BEGIN Records for the task

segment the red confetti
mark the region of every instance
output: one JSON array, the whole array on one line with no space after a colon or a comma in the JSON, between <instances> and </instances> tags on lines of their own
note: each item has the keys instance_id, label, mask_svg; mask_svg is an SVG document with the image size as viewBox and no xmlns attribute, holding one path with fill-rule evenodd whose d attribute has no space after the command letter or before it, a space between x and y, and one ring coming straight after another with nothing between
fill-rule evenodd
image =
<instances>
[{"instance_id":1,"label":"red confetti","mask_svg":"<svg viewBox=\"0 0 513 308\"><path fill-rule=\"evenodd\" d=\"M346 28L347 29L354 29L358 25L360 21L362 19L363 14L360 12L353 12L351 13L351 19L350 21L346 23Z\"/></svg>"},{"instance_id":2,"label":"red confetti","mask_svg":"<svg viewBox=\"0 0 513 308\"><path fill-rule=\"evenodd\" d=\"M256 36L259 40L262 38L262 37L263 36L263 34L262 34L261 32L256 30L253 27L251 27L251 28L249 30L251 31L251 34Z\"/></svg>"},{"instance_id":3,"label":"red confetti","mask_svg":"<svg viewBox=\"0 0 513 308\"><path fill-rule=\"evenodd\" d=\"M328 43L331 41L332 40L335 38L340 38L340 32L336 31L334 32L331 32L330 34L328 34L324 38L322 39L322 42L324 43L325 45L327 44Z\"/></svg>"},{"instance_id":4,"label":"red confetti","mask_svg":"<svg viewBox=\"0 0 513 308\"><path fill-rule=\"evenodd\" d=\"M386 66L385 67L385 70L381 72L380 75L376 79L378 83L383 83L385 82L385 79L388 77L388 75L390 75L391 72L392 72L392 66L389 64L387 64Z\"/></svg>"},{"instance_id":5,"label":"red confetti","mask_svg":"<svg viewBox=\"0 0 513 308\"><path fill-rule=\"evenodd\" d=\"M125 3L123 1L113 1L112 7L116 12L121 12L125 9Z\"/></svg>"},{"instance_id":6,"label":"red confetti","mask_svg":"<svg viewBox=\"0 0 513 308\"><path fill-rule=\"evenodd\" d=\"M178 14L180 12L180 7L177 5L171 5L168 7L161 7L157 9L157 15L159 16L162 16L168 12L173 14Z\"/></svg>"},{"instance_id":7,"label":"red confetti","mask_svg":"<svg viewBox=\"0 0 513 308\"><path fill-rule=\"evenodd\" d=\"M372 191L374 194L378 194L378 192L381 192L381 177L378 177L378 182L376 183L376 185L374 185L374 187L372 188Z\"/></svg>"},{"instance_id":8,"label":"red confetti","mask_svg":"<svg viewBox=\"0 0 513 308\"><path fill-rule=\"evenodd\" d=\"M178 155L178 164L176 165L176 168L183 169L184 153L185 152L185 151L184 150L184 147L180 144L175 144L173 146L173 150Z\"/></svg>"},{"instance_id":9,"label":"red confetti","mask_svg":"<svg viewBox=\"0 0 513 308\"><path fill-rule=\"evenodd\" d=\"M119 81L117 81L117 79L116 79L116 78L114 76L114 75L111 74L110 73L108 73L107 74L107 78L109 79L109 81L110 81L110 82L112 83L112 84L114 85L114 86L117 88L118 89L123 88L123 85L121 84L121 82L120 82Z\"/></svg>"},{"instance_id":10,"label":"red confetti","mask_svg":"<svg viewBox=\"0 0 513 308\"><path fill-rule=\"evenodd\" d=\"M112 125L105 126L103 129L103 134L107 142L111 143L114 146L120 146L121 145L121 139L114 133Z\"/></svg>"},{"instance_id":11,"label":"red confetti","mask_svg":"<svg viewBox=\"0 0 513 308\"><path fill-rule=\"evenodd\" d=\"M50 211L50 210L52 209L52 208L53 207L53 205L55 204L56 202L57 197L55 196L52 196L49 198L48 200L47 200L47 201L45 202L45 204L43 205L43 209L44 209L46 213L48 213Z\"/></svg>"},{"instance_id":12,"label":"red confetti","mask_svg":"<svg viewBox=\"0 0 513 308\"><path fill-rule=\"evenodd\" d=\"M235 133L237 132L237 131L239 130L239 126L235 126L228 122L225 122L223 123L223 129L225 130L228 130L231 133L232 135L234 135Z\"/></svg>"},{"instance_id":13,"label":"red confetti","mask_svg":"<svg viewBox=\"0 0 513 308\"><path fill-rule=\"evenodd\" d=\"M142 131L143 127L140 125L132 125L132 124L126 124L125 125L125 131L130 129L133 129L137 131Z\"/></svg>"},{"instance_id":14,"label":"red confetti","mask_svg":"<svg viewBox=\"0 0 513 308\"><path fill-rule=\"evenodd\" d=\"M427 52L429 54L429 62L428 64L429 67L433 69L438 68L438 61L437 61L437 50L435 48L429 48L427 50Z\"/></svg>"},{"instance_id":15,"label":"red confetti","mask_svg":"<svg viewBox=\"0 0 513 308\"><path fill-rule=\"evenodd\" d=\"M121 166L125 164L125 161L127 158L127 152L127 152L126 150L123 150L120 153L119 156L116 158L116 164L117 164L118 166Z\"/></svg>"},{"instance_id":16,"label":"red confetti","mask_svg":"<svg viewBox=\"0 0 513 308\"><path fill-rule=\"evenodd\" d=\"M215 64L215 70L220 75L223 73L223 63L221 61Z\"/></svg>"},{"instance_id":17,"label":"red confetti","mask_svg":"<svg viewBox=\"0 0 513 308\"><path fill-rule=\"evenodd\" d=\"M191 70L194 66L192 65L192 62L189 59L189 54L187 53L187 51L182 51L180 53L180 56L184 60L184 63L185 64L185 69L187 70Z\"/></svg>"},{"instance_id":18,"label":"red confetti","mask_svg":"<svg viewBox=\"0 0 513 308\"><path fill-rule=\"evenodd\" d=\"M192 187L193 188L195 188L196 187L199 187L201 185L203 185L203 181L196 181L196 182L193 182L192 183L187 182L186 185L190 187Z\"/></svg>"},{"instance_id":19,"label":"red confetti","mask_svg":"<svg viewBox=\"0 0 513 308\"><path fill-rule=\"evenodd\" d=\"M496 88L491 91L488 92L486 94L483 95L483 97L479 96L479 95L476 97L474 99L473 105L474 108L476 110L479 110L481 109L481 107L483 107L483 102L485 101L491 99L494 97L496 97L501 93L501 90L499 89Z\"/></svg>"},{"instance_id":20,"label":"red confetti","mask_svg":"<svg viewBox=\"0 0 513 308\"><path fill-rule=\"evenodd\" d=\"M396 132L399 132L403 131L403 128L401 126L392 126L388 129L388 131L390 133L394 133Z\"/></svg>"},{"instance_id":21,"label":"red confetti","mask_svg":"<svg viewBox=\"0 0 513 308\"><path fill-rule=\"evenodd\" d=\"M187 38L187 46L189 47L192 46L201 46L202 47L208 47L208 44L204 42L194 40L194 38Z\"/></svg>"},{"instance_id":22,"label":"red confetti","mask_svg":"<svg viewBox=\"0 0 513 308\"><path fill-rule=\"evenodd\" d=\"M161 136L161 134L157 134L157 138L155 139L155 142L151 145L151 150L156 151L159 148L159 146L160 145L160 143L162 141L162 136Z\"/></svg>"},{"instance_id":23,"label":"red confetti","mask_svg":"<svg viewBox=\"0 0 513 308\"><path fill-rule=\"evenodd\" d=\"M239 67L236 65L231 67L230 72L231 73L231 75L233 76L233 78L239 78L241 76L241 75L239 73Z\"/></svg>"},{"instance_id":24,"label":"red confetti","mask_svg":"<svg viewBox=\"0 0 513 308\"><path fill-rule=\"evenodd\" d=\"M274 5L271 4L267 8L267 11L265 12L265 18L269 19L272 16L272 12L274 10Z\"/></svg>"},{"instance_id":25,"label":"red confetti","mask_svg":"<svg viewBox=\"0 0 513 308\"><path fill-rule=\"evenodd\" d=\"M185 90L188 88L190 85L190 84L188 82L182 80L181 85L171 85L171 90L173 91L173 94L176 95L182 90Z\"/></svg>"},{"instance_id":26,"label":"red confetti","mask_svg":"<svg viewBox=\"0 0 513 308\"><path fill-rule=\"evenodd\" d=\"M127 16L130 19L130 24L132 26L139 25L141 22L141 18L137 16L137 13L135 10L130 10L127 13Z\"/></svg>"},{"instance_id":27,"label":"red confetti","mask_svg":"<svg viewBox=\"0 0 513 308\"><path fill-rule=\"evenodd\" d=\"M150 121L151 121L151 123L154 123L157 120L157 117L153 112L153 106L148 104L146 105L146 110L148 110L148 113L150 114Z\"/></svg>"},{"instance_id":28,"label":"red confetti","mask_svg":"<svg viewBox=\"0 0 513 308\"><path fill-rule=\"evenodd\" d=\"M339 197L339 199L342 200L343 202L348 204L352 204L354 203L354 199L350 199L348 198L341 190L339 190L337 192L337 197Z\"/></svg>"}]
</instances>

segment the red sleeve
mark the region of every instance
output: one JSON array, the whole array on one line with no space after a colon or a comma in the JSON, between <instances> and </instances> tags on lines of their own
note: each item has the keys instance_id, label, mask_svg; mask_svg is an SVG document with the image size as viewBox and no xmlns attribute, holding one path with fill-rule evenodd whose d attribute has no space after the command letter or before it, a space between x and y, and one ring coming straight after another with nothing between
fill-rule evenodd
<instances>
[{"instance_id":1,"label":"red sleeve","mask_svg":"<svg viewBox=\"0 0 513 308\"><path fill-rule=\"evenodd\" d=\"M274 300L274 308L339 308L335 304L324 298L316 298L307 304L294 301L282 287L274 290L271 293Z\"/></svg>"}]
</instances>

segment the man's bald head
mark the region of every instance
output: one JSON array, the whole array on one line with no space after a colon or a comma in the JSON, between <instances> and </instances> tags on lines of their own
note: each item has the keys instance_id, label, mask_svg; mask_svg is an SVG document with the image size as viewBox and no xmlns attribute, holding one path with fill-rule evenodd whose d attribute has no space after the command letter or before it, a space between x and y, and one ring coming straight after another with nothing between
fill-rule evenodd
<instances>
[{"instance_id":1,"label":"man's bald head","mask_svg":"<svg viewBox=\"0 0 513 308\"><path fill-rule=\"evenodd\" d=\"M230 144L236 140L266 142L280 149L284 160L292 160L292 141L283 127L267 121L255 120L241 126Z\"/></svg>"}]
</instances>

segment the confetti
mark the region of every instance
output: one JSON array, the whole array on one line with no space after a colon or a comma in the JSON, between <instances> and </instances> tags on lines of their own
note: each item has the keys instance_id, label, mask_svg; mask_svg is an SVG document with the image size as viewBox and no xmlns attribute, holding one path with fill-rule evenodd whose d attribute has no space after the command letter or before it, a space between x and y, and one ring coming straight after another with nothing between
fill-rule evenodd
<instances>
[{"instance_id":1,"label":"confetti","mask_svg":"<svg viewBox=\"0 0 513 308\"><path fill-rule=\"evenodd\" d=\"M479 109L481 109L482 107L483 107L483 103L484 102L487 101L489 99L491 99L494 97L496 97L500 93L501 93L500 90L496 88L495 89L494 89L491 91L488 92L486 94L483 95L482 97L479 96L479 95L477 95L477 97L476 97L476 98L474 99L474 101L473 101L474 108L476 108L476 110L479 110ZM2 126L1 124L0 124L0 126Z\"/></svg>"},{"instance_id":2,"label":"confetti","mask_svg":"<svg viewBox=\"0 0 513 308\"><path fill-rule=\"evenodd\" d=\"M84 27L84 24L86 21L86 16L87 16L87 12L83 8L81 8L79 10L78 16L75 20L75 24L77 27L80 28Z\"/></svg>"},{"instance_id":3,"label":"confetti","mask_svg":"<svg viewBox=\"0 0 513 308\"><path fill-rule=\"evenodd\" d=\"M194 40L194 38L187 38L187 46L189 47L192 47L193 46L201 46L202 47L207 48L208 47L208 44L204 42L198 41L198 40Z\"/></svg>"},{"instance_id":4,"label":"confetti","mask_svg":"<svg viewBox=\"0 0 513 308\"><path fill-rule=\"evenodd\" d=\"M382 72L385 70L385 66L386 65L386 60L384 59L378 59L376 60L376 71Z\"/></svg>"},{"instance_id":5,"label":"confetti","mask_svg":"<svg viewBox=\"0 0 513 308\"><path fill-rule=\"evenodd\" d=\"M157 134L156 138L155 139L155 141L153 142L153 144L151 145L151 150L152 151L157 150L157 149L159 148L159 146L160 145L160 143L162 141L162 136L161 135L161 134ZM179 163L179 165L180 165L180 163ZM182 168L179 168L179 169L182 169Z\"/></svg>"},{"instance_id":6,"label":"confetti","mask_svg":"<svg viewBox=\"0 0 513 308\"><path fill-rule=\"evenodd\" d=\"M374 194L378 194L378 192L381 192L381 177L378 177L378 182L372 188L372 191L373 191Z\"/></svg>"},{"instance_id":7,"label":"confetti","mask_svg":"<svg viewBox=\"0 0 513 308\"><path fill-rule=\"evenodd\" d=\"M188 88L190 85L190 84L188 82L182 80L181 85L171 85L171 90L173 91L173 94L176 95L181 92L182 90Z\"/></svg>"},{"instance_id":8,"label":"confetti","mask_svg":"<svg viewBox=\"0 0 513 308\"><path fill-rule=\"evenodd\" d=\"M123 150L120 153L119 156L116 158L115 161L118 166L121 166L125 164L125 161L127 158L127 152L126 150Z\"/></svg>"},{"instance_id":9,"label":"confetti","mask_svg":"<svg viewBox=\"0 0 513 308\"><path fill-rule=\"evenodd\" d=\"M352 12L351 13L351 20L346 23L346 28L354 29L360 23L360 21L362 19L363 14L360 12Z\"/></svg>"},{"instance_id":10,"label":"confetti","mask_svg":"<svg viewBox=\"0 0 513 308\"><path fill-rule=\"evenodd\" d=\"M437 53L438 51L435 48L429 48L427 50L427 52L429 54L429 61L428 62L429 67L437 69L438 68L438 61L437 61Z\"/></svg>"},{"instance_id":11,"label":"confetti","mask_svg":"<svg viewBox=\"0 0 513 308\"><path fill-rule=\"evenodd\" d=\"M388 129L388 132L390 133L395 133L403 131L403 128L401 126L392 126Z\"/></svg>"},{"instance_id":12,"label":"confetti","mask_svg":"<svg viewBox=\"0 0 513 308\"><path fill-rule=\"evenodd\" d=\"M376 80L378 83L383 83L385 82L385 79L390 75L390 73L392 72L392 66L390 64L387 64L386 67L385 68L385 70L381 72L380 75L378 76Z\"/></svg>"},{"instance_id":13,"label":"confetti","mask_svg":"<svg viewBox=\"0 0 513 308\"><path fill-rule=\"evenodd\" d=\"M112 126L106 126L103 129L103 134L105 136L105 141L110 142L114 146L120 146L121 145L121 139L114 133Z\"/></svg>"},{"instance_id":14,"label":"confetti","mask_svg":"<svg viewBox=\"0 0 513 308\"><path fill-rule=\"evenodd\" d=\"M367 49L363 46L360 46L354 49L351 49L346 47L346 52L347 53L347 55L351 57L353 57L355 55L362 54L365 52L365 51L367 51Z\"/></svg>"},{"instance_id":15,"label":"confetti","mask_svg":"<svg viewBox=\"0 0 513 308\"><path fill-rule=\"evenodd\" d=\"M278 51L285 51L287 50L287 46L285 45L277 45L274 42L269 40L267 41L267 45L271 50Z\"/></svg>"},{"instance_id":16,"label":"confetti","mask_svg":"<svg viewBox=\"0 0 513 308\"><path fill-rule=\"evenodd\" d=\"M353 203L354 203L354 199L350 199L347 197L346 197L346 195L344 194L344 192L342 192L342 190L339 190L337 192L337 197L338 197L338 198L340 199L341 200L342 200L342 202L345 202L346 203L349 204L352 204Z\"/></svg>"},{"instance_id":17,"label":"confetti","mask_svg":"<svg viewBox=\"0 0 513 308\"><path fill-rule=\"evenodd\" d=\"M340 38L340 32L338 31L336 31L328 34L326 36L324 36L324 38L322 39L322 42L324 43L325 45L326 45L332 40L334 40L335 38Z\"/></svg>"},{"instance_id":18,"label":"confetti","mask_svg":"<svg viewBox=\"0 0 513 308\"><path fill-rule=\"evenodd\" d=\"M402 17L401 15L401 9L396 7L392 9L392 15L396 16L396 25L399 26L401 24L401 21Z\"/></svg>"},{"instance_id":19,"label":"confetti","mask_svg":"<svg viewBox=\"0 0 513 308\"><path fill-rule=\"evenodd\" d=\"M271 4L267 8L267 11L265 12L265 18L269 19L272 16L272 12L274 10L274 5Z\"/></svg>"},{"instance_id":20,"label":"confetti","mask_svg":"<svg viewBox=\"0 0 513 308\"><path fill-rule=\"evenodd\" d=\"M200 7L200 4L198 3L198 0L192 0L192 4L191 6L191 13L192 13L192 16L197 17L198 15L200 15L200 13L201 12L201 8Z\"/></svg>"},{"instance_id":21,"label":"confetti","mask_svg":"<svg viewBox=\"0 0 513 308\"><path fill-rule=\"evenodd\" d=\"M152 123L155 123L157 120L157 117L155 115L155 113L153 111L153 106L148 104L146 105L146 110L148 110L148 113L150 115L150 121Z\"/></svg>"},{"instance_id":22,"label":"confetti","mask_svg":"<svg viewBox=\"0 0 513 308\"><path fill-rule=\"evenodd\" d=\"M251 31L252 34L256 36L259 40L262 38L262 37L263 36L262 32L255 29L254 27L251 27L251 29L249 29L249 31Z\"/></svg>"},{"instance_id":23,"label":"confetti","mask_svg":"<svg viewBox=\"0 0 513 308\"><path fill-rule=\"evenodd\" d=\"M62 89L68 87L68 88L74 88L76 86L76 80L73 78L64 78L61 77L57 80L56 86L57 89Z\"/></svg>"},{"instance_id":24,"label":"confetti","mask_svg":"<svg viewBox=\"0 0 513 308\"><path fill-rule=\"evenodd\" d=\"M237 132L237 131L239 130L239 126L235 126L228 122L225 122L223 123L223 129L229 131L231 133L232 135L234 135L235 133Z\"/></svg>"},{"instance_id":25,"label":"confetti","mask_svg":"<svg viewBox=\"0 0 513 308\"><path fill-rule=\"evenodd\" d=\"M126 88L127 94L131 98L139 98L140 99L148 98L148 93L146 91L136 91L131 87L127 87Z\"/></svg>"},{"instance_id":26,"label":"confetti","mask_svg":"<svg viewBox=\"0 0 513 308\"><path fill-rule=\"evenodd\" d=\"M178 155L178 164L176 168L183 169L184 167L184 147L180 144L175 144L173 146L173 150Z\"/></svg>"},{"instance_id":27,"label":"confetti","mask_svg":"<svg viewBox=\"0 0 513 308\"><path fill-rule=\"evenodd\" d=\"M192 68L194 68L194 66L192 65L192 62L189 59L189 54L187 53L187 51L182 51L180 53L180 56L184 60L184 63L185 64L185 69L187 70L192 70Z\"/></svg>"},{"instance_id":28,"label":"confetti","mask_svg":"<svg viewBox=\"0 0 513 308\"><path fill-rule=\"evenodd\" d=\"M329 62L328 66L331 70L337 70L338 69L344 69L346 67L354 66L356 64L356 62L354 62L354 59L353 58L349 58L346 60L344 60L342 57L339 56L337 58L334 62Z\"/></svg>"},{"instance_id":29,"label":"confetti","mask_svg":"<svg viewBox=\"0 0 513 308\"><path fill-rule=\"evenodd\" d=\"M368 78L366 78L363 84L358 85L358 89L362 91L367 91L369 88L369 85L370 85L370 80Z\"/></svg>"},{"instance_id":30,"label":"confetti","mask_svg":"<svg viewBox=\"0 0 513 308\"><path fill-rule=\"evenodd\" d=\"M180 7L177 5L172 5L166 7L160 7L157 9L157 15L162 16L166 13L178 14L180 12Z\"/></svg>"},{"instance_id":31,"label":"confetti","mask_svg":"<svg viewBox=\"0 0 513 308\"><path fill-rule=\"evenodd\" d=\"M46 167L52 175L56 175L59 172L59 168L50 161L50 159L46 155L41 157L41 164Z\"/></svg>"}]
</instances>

END Records for the task

*What to do:* Gather every line of the entries above that contains the word "segment".

*Exercise response:*
segment the red confetti
segment the red sleeve
segment the man's bald head
segment the confetti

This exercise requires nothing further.